Plenty of fiches : On ne badine pas avec (l’industrie de) l’amour

Plenty of fiches

MÉLISSA THÉRIAULT

Ce texte est dédié autant aux braves qui osent affronter la tempête pour aller à la pêche aux cœurs, qu’à ceux qui préfèrent s’abstenir à cause du mal de mer.

 Préambule :

  • les sites de rencontres sont un bon moyen de rencontrer des gens ;
  • la qualité et la durée des relations qui en résultent sont comparables à celles découlant des autres méthodes de rencontre ;
  • il n’est pas question de condamner ici le recours à ces sites et encore moins de remettre en question la légitimité de cette démarche ;
  • bien que l’expérience de l’auteure soit limitée en la matière, le texte suivant s’appuie néanmoins sur beaucoup de témoignages et d’observations.

..............................

● Vos tâches
(a) D'après le préambule de l'article sur les sites de rencontres, pourquoi le texte peut-il traiter du sujet malgré l'expérience limitée de l'auteure en la matière ?
(b) Reproduisez fidèlement le passage de l'article sur les sites de rencontres qui commence à « Ce texte est » et se termine à « témoignages et d’observations. ».
(c) Rédigez la suite de l'article sur les sites de rencontres, en reprenant après sa dernière phrase.

● Matériel fourni
..............................

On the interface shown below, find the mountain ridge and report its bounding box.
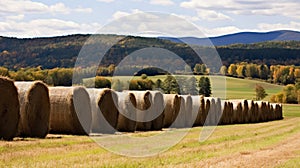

..............................

● Résultats finaux
(a) Malgré l'expérience limitée de l'auteure, le texte s'appuie sur beaucoup de témoignages et d'observations.

(b)
Ce texte est dédié autant aux braves qui osent affronter la tempête pour aller à la pêche aux cœurs, qu’à ceux qui préfèrent s’abstenir à cause du mal de mer.

 Préambule :

  • les sites de rencontres sont un bon moyen de rencontrer des gens ;
  • la qualité et la durée des relations qui en résultent sont comparables à celles découlant des autres méthodes de rencontre ;
  • il n’est pas question de condamner ici le recours à ces sites et encore moins de remettre en question la légitimité de cette démarche ;
  • bien que l’expérience de l’auteure soit limitée en la matière, le texte suivant s’appuie néanmoins sur beaucoup de témoignages et d’observations.

(c)
Maintenant que les mises en garde sont faites, nous pouvons aborder l’autre aspect de la médaille, c’est-à-dire voir en quoi le fonctionnement de l’industrie de l’amour, comme toutes les autres industries, repose sur notre aveuglement volontaire relativement à quelques vérités pas nettes. En gros, je voudrais exposer ici comment certaines idées reçues par rapport à ces sites induisent une forme de pression sociale doublement pernicieuse à l’égard de certaines femmes. Comprenez-moi bien : je ne dis pas que ces sites sont plus tendres à l’égard des hommes – car c’est tout aussi ingrat pour eux. Mais le double standard qui opère souvent dans la vie opère encore plus lorsqu’on fait usage de ces sites. Les hommes ont un peu plus de temps devant eux (ils restent séduisants malgré les cheveux blancs et ont davantage de temps pour fonder une famille). Pour cette raison, leur « bassin de recrutement » est plus vaste. Ils jouissent également d’un peu plus de tolérance en ce qui a trait à leurs mœurs : on dira d’un homme célibataire qu’il chérit sa liberté et qu’être un séducteur est à son honneur. Mais une femme célibataire qui cumule les conquêtes sera plus durement jugée : on présumera d’emblée que c’est qu’elle doit avoir quelque chose qui cloche, et elle risque d’être classée aussitôt parmi les « Cat Ladies », eut-elle un profil de Catwoman.

L’usage des sites vient aussi avec l’inconfort des sollicitations sexuelles dont l’indélicatesse est exacerbée par l’anonymat et la distance : certains de ces messieurs se permettent presque tout pour la simple raison qu’ils peuvent le faire en toute impunité. Certes, certaines femmes sont incroyablement directes également, mais c’est généralement un peu moins inélégant. Bref, pour une personne réticente à utiliser cette technique, c’est un coup de plus à supporter : savoir qu’en entrant dans l’arène il faudra consacrer une partie de son énergie ne serait-ce qu’à ignorer les commentaires désagréables et le manque élémentaire de courtoisie a de quoi décourager.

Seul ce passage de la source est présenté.